PROBLEM: Extract each line of the records below that contains the string "stone".

AVAILABLE RECORDS:
◆ ◆ ◆
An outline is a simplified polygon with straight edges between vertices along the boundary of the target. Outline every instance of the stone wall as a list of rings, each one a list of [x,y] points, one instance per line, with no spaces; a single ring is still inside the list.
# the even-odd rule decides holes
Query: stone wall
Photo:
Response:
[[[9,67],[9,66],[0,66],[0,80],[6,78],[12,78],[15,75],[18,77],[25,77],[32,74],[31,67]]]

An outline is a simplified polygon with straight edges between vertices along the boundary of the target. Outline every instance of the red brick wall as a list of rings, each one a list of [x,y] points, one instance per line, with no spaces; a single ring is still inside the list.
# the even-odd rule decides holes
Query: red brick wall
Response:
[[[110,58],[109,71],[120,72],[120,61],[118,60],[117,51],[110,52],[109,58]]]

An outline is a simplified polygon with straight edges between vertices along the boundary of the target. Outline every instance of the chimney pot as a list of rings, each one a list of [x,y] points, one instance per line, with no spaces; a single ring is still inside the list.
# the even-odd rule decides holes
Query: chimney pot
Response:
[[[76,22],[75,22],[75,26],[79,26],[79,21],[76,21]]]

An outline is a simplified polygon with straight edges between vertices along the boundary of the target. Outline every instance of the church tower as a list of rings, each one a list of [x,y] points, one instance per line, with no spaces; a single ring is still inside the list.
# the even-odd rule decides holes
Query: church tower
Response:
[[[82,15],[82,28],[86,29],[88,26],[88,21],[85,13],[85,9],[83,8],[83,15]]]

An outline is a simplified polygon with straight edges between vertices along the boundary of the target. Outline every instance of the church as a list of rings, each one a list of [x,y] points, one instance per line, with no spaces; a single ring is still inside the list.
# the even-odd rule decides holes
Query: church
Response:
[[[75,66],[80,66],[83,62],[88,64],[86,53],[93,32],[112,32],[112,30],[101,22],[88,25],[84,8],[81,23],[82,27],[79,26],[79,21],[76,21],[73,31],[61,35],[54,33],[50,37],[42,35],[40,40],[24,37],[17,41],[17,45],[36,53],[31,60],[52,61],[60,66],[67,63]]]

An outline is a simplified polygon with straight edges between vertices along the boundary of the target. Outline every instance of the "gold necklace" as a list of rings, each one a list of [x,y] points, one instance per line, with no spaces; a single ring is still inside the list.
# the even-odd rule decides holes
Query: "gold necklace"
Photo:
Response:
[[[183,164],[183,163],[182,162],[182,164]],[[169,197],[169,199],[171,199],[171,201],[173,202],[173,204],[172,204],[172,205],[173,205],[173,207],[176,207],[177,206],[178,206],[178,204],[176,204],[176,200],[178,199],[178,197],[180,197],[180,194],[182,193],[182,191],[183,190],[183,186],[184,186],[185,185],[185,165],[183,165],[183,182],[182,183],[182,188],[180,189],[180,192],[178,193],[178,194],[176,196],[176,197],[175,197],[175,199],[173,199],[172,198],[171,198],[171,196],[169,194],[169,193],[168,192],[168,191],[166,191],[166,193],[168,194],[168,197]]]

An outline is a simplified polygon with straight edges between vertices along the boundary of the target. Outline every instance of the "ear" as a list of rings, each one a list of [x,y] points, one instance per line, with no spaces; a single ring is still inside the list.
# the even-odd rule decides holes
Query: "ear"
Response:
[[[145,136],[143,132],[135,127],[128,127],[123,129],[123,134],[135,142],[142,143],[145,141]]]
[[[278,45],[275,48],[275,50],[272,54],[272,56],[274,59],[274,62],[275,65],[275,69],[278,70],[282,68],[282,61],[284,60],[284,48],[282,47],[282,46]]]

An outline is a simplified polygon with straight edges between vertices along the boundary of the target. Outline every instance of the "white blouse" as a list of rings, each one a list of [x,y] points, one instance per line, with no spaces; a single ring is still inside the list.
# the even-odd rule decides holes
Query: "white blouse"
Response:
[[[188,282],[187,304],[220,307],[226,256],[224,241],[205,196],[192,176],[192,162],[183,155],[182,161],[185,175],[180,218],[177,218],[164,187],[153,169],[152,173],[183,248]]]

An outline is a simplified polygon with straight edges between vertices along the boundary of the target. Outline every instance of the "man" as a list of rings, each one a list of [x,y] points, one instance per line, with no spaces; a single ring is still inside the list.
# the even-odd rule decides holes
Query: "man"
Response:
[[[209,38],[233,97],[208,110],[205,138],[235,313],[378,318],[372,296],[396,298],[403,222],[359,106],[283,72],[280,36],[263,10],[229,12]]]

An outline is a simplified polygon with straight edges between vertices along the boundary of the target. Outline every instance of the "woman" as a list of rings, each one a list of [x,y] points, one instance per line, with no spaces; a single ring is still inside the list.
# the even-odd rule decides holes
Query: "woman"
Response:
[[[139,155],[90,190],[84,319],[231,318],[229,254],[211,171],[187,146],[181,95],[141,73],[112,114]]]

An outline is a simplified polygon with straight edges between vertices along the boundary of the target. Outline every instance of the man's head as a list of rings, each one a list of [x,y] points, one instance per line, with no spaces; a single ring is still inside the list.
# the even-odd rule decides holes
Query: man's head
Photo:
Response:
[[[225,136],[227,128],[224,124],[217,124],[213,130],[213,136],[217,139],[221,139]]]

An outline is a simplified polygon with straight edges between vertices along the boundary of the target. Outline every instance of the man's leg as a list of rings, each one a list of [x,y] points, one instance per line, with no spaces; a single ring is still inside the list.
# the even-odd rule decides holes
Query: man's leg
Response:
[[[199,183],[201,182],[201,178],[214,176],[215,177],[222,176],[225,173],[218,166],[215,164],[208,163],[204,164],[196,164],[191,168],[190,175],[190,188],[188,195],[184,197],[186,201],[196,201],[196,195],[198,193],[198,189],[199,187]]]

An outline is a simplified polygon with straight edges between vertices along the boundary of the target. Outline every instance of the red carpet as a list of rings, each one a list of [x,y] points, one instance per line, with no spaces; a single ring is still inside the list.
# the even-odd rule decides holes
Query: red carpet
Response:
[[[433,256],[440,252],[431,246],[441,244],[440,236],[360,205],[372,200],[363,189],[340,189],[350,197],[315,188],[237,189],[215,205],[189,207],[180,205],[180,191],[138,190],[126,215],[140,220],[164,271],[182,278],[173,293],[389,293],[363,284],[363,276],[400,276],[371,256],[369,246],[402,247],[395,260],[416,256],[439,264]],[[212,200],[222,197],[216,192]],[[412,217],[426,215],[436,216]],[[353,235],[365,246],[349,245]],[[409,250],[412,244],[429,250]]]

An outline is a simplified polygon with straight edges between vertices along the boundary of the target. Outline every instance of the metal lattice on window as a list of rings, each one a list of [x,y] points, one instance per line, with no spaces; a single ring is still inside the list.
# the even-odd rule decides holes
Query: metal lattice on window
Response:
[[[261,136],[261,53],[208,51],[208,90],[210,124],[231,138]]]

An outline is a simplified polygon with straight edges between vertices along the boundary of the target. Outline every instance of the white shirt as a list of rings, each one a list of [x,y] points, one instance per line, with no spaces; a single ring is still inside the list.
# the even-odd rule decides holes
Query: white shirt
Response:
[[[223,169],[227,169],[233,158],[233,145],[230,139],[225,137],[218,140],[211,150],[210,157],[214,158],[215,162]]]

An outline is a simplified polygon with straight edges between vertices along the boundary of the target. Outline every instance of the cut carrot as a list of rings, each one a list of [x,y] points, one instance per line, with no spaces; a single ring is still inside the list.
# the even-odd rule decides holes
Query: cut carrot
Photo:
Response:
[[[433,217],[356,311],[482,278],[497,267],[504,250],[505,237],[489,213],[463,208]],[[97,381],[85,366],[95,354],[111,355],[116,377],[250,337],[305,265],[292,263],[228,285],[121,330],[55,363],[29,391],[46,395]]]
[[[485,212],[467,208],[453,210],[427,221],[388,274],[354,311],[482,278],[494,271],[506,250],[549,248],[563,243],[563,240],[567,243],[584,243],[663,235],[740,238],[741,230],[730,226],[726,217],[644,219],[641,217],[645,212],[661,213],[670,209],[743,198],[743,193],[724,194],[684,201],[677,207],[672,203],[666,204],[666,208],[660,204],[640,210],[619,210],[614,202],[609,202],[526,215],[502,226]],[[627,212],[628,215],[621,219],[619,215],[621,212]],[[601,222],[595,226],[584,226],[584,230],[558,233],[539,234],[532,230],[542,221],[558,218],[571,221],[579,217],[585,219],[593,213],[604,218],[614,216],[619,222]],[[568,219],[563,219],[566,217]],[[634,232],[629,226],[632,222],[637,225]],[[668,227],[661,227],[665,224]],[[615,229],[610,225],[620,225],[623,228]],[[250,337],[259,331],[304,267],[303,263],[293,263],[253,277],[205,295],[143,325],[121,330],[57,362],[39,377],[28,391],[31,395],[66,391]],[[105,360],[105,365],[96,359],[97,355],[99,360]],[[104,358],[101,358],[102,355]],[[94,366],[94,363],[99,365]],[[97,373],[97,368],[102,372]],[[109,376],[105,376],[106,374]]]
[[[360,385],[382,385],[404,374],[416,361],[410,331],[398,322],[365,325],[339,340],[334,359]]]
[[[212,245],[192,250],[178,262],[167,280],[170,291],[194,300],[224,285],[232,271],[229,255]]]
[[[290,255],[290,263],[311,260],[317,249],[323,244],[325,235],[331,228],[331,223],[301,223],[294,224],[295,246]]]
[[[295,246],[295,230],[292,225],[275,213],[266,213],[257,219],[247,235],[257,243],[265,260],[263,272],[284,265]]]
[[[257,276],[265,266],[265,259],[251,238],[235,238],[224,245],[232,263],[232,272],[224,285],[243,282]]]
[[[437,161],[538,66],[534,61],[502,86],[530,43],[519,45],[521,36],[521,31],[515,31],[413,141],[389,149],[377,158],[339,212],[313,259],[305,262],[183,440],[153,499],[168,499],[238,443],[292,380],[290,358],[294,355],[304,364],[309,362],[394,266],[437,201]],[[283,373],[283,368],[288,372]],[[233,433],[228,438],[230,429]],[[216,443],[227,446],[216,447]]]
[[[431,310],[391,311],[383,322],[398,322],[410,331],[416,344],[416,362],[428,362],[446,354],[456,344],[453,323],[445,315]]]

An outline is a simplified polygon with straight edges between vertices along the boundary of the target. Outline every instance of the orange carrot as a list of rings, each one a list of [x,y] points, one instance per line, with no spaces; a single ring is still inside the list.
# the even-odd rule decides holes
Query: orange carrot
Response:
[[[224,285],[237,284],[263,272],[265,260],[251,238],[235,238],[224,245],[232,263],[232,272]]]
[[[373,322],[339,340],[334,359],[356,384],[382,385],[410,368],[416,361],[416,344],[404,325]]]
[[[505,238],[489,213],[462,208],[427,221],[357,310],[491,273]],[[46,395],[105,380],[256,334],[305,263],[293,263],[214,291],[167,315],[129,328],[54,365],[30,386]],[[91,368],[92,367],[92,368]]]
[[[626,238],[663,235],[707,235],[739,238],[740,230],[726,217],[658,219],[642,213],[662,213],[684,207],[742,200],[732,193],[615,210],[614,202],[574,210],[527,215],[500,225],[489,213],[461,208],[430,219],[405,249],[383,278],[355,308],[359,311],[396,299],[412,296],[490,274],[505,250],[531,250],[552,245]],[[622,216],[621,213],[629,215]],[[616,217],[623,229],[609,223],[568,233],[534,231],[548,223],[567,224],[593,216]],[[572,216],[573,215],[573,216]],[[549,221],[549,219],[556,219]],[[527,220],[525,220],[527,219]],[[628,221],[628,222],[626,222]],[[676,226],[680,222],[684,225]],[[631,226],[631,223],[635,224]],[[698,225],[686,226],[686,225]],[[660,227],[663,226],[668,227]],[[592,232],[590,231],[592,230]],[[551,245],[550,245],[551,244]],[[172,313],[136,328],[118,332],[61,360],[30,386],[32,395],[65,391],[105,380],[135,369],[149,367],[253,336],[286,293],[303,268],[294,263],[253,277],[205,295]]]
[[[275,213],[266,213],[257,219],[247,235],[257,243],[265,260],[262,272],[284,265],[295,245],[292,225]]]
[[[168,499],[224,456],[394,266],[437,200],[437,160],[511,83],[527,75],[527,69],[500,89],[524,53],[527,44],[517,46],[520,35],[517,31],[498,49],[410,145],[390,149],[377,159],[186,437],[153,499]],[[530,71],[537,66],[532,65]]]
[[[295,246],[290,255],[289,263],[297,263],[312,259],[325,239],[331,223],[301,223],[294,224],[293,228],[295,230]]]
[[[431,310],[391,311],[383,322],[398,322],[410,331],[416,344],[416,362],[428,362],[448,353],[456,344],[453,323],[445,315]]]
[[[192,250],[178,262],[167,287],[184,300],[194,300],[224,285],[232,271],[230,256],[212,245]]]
◆ ◆ ◆
TASK RESULT:
An outline is a simplified polygon with straight edges between vertices along the boundary of the target. Outline every instance of the stone wall as a list of rings, each one a list of [x,y] points, one instance per line, with no spaces; a single ring is still inside the list.
Query: stone wall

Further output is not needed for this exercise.